:: Wybrany fragment ::

++++

Placki
z jabłkami, to smak, który kojarzy mi się z dzieciństwem.
Uwielbiałam je wcinać. Mama smażyła je i odkładała na duży
talerz, a ja, nie czekając na porę obiadową, łapałam placki,
pochłaniając w locie. To była pełnia szczęścia. Nie dla mojej
mamy, co prawda, bo do jedzenia nie używałam sztućców. Mycie rąk
po posiłku też nie było mi w głowie, więc wszystko, co
znajdowało się w pobliżu, nosiło ślady konsumpcji. To
wspomnienia sprzed ponad dwudziestu lat. Sporo się zmieniło. Teraz
na przykład placki jem z talerza, za pomocą widelca i noża. Poza
tym sama smażę je z dodatkiem nie tylko jabłek, ale także
bananów. Smakują rewelacyjnie.
Wszyscy je lubią
Myślę,
że placuszki z owocami są lubiane przez wszystkich. Od spodu są
chrupiące, a z wierzchu delikatne. Podsmażone owoce wręcz
rozpływają się w ustach. Zauważyłam, że kuszą się na nie
nawet niejadki. Właściwie danie jest deserowe, jednak ja często
robię je na obiad. Są sycące, więc u mnie w domu przeważnie
występują po zupie. Przepis niewiele różni się od naleśnikowego.
Różnica polega na dodaniu do ciasta łyżeczki proszku do
pieczenia. Poza tym na patelnię wlewamy kilka solidnych porcji
ciasta a dodatki układamy jeszcze na patelni.

++++

:: Dane ::
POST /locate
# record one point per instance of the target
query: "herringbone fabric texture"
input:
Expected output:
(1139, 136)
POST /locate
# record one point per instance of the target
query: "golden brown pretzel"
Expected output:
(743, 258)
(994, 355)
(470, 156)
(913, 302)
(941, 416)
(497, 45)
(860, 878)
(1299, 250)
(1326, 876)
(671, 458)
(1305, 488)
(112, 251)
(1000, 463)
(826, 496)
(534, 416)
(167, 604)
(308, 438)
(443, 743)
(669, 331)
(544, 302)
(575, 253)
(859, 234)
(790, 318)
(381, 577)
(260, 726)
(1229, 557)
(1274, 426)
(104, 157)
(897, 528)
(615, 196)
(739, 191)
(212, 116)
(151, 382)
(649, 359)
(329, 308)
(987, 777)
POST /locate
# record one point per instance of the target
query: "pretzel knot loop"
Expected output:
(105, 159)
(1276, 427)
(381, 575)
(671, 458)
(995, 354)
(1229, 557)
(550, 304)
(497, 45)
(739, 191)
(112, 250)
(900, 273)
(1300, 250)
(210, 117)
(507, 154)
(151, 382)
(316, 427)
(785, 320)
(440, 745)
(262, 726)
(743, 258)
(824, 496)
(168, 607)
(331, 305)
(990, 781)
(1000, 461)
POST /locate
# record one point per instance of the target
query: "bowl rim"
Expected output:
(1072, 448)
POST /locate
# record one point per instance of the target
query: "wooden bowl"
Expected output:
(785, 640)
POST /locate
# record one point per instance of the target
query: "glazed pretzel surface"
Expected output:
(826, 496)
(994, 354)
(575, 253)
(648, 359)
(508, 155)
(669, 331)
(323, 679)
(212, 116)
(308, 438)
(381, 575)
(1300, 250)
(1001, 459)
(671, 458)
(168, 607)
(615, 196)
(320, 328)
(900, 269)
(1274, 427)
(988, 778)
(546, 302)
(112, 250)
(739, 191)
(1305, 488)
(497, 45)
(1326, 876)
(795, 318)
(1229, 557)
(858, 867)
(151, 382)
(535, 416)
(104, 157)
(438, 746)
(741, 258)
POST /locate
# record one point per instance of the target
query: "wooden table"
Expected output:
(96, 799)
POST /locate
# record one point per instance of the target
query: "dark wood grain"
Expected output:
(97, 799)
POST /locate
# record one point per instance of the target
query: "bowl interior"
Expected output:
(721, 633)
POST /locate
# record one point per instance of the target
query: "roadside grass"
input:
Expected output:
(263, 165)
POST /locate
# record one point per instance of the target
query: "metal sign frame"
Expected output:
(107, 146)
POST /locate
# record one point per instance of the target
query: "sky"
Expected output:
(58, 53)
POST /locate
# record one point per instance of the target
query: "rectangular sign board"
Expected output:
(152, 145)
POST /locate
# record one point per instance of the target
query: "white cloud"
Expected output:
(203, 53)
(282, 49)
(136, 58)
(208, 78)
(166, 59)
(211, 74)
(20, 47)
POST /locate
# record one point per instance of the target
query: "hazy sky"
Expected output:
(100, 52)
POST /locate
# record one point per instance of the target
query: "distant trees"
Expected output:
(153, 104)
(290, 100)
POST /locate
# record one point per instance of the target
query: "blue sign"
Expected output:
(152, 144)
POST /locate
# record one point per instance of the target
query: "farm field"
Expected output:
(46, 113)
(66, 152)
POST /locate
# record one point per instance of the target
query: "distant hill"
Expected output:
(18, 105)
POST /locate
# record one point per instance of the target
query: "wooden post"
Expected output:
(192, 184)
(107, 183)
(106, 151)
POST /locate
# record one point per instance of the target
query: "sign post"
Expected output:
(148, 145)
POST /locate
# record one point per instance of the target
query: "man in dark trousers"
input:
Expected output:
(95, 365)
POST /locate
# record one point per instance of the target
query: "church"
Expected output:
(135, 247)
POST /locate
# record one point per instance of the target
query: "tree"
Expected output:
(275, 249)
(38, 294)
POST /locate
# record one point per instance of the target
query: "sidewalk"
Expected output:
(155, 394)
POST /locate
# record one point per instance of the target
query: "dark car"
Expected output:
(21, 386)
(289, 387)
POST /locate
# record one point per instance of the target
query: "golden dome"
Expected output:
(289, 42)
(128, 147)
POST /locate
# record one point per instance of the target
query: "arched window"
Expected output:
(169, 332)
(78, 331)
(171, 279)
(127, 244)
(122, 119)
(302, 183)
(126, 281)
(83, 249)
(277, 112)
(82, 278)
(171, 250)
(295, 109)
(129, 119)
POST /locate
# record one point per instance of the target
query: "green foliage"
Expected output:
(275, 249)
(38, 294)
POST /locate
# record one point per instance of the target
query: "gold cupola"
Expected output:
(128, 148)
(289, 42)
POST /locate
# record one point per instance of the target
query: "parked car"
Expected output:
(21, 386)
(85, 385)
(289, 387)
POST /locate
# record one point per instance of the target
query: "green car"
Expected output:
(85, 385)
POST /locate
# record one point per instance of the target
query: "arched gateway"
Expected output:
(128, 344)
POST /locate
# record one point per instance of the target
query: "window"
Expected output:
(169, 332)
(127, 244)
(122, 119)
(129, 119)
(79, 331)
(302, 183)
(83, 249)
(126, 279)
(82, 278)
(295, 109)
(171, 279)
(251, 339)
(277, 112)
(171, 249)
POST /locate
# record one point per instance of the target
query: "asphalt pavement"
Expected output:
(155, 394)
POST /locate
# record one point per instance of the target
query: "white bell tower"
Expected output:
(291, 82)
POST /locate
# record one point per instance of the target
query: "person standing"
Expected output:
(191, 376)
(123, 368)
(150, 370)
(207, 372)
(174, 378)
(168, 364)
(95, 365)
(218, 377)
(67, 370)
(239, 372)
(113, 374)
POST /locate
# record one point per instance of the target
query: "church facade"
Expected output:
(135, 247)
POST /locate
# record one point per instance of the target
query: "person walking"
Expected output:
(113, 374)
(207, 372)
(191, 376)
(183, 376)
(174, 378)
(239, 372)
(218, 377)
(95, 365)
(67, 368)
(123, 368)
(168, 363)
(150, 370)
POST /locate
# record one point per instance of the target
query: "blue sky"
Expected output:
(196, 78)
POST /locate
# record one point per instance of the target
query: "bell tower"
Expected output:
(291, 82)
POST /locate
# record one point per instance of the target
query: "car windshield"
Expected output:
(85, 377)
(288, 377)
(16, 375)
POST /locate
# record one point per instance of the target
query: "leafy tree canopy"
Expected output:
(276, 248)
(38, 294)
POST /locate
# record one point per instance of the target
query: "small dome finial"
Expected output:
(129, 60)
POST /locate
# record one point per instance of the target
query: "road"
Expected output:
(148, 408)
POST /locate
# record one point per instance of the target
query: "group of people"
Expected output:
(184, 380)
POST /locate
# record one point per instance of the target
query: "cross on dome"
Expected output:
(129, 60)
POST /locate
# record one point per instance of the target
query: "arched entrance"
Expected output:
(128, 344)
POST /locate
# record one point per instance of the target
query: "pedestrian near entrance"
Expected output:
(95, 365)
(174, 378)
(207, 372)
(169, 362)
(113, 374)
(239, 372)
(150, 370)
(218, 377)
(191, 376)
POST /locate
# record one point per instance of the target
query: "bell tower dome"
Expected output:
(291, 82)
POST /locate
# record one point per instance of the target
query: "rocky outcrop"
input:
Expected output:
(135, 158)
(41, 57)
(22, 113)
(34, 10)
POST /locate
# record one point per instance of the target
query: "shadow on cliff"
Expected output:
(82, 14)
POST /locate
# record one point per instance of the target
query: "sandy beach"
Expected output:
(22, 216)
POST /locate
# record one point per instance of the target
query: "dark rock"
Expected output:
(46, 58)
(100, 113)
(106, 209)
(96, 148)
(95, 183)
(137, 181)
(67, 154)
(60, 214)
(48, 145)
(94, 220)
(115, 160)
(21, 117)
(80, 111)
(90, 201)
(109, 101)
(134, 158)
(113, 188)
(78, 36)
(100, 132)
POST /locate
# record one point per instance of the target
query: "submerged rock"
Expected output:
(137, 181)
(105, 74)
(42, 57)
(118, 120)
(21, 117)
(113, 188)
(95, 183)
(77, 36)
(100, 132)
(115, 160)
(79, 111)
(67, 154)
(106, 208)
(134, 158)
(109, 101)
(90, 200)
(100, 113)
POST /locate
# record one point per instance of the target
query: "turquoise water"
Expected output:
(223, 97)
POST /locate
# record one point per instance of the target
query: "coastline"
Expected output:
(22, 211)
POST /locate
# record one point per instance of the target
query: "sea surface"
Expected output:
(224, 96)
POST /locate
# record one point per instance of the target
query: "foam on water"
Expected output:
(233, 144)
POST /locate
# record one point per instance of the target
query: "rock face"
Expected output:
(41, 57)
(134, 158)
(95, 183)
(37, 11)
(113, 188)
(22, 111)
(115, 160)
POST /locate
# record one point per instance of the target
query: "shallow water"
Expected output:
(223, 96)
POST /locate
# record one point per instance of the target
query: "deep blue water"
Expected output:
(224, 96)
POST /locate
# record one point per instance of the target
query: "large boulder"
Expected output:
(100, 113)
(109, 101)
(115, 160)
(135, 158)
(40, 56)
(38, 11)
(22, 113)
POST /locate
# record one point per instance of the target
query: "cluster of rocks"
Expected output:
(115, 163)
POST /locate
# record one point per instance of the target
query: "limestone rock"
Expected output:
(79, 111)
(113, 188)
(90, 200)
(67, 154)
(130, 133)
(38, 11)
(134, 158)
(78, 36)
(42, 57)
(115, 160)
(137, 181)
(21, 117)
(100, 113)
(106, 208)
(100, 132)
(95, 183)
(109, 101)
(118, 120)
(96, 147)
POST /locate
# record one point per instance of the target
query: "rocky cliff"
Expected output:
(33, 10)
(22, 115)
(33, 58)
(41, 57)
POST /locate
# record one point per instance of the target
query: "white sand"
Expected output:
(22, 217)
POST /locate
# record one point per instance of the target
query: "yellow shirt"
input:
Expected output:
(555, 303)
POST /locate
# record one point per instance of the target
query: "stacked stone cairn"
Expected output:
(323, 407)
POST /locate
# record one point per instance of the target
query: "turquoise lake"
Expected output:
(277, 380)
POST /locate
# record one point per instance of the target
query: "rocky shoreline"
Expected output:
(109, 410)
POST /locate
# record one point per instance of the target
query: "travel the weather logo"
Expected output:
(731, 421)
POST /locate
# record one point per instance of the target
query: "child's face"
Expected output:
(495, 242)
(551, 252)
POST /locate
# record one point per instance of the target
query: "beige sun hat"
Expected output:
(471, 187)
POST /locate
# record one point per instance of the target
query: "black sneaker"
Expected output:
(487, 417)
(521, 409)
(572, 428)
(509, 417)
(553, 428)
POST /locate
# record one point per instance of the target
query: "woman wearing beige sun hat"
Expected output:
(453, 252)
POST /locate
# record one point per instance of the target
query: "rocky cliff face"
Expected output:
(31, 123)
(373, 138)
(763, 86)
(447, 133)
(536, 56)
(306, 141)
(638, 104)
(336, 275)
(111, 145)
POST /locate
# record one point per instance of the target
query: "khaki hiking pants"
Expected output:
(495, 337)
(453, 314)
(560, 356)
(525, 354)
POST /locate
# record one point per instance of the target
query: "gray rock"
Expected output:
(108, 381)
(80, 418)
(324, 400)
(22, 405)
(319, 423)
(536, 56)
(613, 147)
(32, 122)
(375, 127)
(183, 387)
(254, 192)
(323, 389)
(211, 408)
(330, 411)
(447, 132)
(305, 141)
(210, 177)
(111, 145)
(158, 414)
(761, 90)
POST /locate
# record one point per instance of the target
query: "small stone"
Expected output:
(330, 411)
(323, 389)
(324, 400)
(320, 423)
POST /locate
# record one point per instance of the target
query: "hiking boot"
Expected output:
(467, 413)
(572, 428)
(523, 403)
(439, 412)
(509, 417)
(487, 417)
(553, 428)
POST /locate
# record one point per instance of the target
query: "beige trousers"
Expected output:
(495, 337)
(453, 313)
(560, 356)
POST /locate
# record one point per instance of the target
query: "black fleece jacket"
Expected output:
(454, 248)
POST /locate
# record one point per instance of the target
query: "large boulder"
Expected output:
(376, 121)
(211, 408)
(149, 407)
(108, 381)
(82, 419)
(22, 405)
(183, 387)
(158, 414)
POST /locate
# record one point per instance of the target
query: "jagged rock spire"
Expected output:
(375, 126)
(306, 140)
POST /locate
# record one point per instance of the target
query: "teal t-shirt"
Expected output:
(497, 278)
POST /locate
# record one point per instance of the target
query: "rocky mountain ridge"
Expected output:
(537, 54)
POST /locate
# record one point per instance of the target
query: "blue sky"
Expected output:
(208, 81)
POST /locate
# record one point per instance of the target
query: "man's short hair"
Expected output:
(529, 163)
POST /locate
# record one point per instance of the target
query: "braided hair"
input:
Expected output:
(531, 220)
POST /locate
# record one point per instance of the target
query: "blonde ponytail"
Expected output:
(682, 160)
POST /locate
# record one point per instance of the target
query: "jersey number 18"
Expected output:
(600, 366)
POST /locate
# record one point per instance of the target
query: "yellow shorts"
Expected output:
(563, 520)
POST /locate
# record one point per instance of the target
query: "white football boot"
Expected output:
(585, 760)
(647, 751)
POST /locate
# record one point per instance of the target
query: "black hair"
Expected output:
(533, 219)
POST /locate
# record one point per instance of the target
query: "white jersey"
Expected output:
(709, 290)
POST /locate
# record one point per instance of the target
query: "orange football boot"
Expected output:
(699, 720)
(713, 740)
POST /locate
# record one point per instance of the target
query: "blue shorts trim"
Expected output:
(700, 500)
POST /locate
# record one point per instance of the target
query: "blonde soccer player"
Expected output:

++++

:: Zadania do wykonania ::
[1] Proszę wypisać wszystkie naczynia i sztućce wymienione w tekście o plackach, w kolejności pojawienia się.
[2] Rozwiń dalej tekst o plackach, zaczynając tuż po jego ostatnim zdaniu.
Wiersze pochodzą z innego źródła niż tekst o plackach.

:: Wyniki zadań ::
[1] talerz, sztućce, widelec, nóż, łyżeczka, patelnia

[2]
Składniki
1
szklanka mleka
1 szklanka mąki
2 jajka
3 łyżki wody gazowanej
1 szklanka mąki
2 jajka
3 łyżki wody gazowanej
szczypta
soli
1
łyżeczka proszku do pieczenia
2
jabłka
2
banany
olej
do smażenia
Wykonanie
Wszystkie
składniki, poza owocami, łączymy, mieszając energicznie. Owoce
myjemy i kroimy na niewielkie kawałki, które później będziemy
układać na cieście. Rozgrzewamy na patelki 2-3 łyżki oleju.
Wlewamy kilka porcji ciasta tak, by nie zlewały się ze sobą.
Układamy porcje owoców. Gdy spód placków się zrumieni,
przekładamy je na drugą stronę. Smażymy tylko przez chwilę.
Układamy na talerzu. Można je podawać z bitą śmietaną lub
posypać cukrem pudrem.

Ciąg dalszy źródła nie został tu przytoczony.